[Extracted data entries]
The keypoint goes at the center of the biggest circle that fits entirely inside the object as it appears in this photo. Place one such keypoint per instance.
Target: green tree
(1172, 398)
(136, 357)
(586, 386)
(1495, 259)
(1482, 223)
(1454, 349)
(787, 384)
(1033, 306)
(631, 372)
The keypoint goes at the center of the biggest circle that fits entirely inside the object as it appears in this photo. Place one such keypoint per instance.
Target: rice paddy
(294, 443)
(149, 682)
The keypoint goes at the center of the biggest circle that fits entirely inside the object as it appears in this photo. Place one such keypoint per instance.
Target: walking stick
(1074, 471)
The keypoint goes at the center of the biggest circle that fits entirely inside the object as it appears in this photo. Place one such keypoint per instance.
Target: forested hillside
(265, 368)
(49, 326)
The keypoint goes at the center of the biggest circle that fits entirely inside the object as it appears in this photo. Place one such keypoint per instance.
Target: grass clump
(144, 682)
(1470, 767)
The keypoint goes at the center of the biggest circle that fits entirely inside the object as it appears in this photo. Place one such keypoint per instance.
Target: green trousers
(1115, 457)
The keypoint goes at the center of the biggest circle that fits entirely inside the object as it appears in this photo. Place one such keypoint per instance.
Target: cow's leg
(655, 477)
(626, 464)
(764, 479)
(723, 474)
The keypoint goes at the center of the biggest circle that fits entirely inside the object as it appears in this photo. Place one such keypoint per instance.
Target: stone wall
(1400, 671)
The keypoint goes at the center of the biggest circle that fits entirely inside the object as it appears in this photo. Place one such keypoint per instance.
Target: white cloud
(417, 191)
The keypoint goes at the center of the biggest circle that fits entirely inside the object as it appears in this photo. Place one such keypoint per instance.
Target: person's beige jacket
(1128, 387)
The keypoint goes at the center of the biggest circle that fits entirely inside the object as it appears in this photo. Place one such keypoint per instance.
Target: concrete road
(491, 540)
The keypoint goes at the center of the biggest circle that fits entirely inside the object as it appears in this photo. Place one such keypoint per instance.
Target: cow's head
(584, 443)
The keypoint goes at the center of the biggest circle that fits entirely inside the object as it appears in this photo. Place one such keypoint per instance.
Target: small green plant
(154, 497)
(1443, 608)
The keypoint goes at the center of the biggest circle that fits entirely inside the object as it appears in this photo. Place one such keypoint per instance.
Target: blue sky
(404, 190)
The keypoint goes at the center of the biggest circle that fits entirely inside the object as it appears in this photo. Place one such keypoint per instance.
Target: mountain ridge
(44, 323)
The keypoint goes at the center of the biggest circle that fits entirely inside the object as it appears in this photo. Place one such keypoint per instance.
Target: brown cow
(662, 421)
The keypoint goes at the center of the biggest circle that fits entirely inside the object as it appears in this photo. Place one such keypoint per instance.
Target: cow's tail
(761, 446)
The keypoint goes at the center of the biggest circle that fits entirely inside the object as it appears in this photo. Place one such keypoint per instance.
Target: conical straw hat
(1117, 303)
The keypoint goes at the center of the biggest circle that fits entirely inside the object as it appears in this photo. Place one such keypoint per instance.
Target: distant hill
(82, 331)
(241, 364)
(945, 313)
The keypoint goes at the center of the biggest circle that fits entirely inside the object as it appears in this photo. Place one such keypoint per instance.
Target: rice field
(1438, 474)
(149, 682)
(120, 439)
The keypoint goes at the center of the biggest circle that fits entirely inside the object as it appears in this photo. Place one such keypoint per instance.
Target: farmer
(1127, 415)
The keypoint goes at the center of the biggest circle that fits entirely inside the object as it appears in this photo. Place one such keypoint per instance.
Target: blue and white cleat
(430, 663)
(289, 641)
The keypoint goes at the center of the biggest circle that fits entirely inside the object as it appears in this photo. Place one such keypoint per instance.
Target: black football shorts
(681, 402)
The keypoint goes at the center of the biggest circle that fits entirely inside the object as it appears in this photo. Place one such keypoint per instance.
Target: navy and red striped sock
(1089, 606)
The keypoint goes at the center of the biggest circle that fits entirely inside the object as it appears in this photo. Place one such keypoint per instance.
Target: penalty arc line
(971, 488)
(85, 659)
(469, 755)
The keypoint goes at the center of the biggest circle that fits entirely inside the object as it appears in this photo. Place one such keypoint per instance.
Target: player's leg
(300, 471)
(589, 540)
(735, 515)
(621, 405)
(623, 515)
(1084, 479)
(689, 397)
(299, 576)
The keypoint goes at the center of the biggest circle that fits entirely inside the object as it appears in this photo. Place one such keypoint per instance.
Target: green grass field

-- Assignment --
Copy down the entries exactly, leaving out no line.

-- Task result --
The keypoint goes at the center of the biggest circle that fits entirely inside the object as it appears in this photo. Place one such keypoint per instance.
Target: green tree
(1172, 398)
(136, 357)
(586, 386)
(1495, 259)
(1482, 223)
(1454, 349)
(787, 384)
(1033, 306)
(631, 372)
The keypoint goes at the center of the biggest circle that fits entirely inside the object as it appears in this photo. Place one such keypoint per instance.
Target: rice paddy
(294, 443)
(149, 682)
The keypoint goes at the center of the biggest circle that fits entirely inside the object as it appears in this photo. Place one such keypoint per instance.
Target: walking stick
(1074, 471)
The keypoint goes at the center of the biggest circle that fits entirely inside the object as it appears in this photo. Place one such keypoint per instance.
Target: forested hillside
(265, 368)
(49, 326)
The keypoint goes at the center of the biggest circle that fits entirely inside the object as it appears in this photo. Place one such keypoint per instance.
Target: grass clump
(144, 682)
(1470, 767)
The keypoint goes at the center of the biggest circle that fits entirely inside the object as it appears in this photo. Place one such keypoint per instance.
Target: green trousers
(1115, 457)
The keypoint goes at the center of the biggest circle that fits entirely inside the object as it appears in this photo. Place one such keypoint per instance.
Target: cow's leg
(655, 477)
(626, 464)
(764, 479)
(723, 474)
The keypoint goes at the center of the biggest circle that fits entirely inside the object as it appears in this photo. Place one such keypoint per instance.
Target: stone wall
(1400, 671)
The keypoint goes at the center of the biggest circle that fits entirely inside the object as it appears in this photo. Place one such keypoint per instance.
Target: white cloud
(417, 191)
The keypoint goes at the center of the biggest circle that fits entirely inside the object as it appears in this photo. Place one such keypoint per instance.
Target: person's beige jacket
(1128, 387)
The keypoint goes at the center of the biggest circle that fits entirely inside the object as it appears in this photo. Place one such keypoint per instance.
Target: concrete road
(491, 540)
The keypoint goes at the center of the biggest circle that fits entirely inside the object as it appears in this photo. Place one such keypoint per instance.
Target: cow's head
(584, 443)
The keypoint goes at the center of the biggest circle that fits entirely inside the object as it appears in this photo. Place one such keypoint per instance.
Target: small green plant
(154, 497)
(1443, 608)
The keypoint goes at the center of the biggest circle that fits entirely inside the object as it appears in this photo. Place one such keypoint per instance.
Target: blue sky
(404, 190)
The keypoint goes at the center of the biggest circle that fits entirely inside the object as it appears in this photo. Place one such keypoint per instance.
Target: mountain ridge
(44, 323)
The keypoint goes at the center of the biggest circle that fits entirely inside the object as it appears in this photo. Place one such keypoint per instance.
Target: brown cow
(662, 421)
The keypoint goes at the center of the biggest circle that fits entirely inside the object as it appears in this photo. Place one such keypoint per instance.
Target: cow's tail
(761, 446)
The keypoint goes at the center of the biggest circle that fits entirely inside the object as it appears in this photo. Place one such keypoint per instance.
Target: conical straw hat
(1117, 303)
The keypoint goes at the center of the biggest circle that fits entirely inside the object as it appears in this photo. Place one such keypoint per instance.
Target: distant hill
(82, 331)
(241, 364)
(945, 313)
The keypoint goes at the center of the biggest circle that fits entirely inside the object as it appears in this photo. Place one such keypoint per instance.
Target: rice field
(1438, 474)
(149, 682)
(120, 439)
The keypoint goes at the center of the biggest circle that fits entirely inside the object as it appears in this photo. Place one such keypoint per instance.
Target: farmer
(1127, 415)
The keypoint goes at the center of the biggest circle that fits entirely inside the object as it appears in this photo. Place one such keypoint per instance.
Target: blue and white cleat
(430, 663)
(289, 641)
The keypoint goes at the center of the biggest circle that fits entirely inside the object as it appears in this photo. Place one such keypoint per instance.
Target: black football shorts
(681, 402)
The keypoint goes at the center of the biggest circle that fits entirely inside the object as it appears in this photo. Place one such keypoint per instance.
Target: navy and red striped sock
(1089, 606)
The keypoint goes at the center of the biggest circle that fits entirely inside the object as it appears in this photo. Place one such keypoint per instance.
Target: penalty arc line
(971, 488)
(85, 659)
(469, 755)
The keypoint goes at the center of the biggest circle that fits entirely inside the object as it appears in this photo. Place one such keypoint per instance.
Target: player's leg
(300, 471)
(589, 540)
(735, 515)
(621, 405)
(623, 515)
(1084, 479)
(689, 397)
(299, 576)
The keypoint goes at the center of the biggest circle that fits entirely inside the object as it appears in this photo. Place one such keypoint per instance.
Target: green grass field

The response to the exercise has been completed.